How to manage safety issues for large volumes of embeddings

I’ve got a LOT of dialogues and texts that I’ve been running embeddings on. Mostly they’ve been organized into different topic areas. What I’m finding is that topics related to emotions and motivations appear more likely to trigger the mod filter. Small amounts of triggers are pretty normal for some topics (shopping seemed to trigger .001% which is great) but others are much higher especially in documents that deal with people’s fears (closer to violence even when it’s indirect), and inner thoughts an monologues (possible self harm etc). So far I think we are staying well within the lines, but I have seen a few occasional surprises (particularly around documents that deal with character thoughts/motives) and so while these are part of our internal R&D activities for chatbot and prose writing, with such large volumes of files I do worry a lot about a mistake or single bad document that could cost me my API access. For that reason, for any analysis and R&D on documents that more directly deal with things like scary emotions, and discussion that sometimes lean into political areas (as we want to be able to recognize all categories of real world discussion even if we don’t generate them) we use another (lesser) embedding service altogether… I’ve avoided entering these slightly riskier docs into OpenAIs embeddings for all the reasons I mention above. They’re probably just fine, but I simply do not know for sure. I’d like to use Davinci for all of them, I just worry that I can’t, and want to be on the safe side.

So my question is… has anyone else had to contend with embedding large documents that because of their volume are likely to contain at least a bit of potentially objectionable material? How did you handle that? And second, is there a way to request special permission to embed topics and material on subject areas that may contain a handful of areas that are not suitable for generations, but where you’d still like to be able to more accurately detect and appropriately respond to topics that you wish to steer around? Politics is probably the best example I can think of, since it overlaps heavily with news, current events, and ones’ worldview. So having a more nuanced recognition of it would be incredibly helpful to knowing when and how to steer around it, or whether it can be an area to safely engage in something related.

Collected data entries
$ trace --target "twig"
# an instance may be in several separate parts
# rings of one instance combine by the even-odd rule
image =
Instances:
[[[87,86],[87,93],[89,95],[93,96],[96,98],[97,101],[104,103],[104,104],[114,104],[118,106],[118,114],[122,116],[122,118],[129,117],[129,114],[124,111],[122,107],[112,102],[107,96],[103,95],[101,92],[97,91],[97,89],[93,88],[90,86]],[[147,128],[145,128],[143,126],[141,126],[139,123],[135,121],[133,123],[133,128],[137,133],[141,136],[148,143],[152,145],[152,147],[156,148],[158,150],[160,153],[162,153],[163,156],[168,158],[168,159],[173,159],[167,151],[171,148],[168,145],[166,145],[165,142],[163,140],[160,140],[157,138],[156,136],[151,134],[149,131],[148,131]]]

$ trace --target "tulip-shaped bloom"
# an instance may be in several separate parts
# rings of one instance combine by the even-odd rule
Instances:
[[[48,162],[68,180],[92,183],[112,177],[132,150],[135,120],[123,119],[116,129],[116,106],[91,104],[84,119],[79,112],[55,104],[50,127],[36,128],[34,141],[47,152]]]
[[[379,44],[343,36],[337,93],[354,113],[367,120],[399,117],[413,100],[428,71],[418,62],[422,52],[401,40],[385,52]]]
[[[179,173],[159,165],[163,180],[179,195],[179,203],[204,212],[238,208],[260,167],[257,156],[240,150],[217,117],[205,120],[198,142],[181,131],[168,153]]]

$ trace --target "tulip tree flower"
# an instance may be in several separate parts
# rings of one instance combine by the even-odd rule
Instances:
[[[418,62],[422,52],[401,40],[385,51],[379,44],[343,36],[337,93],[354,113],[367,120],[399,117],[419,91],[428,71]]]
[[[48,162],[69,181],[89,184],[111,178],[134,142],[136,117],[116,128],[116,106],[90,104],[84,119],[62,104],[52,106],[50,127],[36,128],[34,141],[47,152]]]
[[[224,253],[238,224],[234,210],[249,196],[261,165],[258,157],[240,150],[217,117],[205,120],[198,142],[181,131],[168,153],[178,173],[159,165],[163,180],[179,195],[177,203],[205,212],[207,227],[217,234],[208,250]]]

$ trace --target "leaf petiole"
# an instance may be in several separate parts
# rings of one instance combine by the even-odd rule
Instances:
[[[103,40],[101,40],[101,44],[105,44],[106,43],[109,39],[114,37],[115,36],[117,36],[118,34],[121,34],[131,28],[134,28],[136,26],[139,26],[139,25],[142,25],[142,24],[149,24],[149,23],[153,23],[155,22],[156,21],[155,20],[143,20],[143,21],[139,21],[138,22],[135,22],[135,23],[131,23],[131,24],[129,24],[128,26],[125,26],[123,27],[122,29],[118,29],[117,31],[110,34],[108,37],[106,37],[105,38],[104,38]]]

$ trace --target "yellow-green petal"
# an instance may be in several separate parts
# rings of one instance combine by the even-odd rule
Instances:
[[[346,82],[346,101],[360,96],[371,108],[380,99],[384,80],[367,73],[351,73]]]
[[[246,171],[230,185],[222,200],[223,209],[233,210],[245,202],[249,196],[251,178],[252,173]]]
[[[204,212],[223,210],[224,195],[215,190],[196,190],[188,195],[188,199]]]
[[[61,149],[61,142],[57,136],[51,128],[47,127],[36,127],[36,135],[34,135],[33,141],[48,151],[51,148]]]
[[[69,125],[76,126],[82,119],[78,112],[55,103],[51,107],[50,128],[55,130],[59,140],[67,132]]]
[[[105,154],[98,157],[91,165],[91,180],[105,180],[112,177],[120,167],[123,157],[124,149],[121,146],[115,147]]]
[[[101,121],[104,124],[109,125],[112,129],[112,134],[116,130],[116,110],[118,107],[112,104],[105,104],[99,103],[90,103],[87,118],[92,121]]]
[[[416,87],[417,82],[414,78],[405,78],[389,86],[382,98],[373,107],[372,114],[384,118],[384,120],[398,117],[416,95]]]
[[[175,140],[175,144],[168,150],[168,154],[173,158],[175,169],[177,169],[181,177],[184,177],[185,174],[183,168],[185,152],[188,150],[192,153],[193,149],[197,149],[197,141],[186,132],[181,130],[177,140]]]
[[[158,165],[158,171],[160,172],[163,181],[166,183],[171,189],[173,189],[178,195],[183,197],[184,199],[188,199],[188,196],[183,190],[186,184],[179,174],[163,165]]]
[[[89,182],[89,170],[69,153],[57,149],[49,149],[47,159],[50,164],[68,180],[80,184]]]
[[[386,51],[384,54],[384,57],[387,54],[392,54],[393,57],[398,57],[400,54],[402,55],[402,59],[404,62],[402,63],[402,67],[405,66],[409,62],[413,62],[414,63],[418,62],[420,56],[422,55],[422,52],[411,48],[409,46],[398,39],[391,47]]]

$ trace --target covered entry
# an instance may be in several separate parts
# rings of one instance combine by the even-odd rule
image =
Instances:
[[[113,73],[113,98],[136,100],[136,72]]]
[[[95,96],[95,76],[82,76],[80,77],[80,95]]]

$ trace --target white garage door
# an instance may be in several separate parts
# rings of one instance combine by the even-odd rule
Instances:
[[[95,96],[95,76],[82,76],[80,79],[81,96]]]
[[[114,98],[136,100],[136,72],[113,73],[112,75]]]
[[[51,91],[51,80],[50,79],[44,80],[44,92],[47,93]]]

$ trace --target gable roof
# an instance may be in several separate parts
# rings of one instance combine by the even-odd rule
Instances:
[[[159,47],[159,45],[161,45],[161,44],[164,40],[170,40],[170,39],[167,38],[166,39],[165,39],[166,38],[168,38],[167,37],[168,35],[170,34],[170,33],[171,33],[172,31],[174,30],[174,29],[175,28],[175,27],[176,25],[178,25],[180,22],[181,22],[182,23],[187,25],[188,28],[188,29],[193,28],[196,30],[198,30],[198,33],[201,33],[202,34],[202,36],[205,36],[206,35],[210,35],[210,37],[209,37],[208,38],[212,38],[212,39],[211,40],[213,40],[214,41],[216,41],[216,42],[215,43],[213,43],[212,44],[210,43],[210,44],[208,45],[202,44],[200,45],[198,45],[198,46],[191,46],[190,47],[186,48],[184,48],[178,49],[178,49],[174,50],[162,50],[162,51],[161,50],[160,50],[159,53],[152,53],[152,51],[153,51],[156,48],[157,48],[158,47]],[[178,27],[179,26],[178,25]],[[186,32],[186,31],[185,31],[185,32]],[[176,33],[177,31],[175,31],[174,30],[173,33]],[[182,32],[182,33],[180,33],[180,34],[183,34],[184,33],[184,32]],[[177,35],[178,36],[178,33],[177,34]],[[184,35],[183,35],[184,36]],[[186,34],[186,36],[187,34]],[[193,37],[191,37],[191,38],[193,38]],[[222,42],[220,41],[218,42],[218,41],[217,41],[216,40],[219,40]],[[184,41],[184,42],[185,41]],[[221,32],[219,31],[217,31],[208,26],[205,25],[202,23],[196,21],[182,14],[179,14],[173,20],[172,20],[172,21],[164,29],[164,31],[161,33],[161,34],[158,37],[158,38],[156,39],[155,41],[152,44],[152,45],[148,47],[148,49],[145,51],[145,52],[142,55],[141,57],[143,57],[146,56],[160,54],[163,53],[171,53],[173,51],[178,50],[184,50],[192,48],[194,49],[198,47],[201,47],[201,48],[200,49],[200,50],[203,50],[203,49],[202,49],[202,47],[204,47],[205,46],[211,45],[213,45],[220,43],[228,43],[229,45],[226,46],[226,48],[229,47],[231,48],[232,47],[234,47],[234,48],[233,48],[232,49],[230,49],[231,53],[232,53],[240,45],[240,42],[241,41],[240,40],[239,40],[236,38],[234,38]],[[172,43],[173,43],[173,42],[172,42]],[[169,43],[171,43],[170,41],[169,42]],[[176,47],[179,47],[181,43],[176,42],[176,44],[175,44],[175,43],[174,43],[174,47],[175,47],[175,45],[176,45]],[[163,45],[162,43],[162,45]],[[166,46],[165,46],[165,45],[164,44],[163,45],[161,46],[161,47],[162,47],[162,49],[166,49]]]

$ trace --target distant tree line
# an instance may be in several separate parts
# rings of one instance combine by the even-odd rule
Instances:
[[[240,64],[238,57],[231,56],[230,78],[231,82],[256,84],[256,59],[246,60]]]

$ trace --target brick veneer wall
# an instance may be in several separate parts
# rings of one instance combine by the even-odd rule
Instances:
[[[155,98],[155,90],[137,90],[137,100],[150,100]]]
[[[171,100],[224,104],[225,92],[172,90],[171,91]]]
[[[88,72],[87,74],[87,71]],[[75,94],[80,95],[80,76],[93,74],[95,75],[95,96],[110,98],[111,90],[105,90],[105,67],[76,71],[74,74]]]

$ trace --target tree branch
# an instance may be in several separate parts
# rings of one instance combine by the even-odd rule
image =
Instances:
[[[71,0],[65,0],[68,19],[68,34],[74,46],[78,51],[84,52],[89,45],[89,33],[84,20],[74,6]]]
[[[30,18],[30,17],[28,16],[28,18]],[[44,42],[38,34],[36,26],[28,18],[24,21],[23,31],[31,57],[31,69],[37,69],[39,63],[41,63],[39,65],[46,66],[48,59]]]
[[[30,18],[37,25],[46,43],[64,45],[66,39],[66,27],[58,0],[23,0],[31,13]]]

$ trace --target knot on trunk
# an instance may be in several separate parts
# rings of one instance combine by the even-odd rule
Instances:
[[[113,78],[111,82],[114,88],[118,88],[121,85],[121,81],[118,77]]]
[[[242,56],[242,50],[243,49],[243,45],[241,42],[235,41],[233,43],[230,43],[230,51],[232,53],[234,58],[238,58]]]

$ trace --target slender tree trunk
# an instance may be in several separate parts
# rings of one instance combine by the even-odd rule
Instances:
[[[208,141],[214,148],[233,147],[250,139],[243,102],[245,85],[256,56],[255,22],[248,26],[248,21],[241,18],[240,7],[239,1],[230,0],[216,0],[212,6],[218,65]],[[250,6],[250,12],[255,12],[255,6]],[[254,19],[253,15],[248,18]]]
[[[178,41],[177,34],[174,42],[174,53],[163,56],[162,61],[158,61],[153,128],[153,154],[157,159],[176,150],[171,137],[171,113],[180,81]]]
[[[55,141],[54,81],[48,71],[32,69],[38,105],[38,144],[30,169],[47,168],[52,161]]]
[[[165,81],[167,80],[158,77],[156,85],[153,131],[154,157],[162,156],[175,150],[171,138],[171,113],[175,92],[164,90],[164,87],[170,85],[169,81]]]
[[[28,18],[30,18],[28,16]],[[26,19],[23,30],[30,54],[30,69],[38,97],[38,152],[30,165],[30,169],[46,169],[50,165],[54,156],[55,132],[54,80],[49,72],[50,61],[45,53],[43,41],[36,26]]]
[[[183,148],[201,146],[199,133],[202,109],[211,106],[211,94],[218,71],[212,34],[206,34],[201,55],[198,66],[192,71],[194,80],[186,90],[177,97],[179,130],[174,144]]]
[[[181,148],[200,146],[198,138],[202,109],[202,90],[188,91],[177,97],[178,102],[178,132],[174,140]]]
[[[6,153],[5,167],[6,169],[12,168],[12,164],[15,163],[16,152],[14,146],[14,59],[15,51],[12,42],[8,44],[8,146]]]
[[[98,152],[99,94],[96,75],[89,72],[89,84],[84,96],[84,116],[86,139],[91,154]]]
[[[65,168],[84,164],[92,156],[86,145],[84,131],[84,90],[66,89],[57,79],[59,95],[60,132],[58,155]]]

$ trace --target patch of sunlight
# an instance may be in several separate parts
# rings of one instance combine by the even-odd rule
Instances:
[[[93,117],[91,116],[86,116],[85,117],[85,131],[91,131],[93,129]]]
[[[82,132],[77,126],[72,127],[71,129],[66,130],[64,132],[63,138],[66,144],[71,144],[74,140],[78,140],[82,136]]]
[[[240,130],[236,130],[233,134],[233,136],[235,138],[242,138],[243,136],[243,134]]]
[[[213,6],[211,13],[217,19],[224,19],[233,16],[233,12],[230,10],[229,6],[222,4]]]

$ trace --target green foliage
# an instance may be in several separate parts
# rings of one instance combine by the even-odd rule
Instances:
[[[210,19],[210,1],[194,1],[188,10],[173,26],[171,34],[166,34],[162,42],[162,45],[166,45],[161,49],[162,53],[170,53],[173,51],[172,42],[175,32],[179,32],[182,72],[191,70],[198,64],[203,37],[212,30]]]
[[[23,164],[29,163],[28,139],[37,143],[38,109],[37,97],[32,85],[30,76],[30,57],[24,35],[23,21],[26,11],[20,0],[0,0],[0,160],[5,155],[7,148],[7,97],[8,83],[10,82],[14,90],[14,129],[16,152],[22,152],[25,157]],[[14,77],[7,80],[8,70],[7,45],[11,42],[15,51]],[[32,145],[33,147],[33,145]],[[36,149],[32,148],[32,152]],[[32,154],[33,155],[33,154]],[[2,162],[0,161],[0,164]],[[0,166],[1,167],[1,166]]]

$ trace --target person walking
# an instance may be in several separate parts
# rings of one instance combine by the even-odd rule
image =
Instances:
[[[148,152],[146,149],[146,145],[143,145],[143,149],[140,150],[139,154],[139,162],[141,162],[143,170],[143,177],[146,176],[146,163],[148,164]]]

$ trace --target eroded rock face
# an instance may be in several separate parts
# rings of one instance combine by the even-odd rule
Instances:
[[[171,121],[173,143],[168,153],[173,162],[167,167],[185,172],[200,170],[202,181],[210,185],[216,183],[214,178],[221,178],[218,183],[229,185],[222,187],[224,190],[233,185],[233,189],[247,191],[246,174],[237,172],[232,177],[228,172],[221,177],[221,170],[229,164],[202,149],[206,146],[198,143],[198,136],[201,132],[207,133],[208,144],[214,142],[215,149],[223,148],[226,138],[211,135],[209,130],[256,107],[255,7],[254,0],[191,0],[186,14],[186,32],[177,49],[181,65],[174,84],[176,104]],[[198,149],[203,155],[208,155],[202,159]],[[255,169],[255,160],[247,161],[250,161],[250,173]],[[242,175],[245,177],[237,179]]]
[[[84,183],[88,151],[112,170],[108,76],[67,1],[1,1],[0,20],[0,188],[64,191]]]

**Work to complete:**
a: According to the forum post on embedding safety, what share of shopping content triggered the moderation filter?
b: Reproduce everything in the forum post on embedding safety from "So my question" down to "in something related.", swapping "Politics" for "Religion".
c: Name every subject area that the forum post on embedding safety says triggers the moderation filter more often or has produced occasional surprises.
The listing is separate material with no connection to the forum post on embedding safety.

**Solutions:**
a: About .001%.

b:
So my question is… has anyone else had to contend with embedding large documents that because of their volume are likely to contain at least a bit of potentially objectionable material? How did you handle that? And second, is there a way to request special permission to embed topics and material on subject areas that may contain a handful of areas that are not suitable for generations, but where you’d still like to be able to more accurately detect and appropriately respond to topics that you wish to steer around? Religion is probably the best example I can think of, since it overlaps heavily with news, current events, and ones’ worldview. So having a more nuanced recognition of it would be incredibly helpful to knowing when and how to steer around it, or whether it can be an area to safely engage in something related.

c:
- Topics related to emotions and motivations
- Documents that deal with people's fears
- Inner thoughts and monologues
- Documents that deal with character thoughts/motives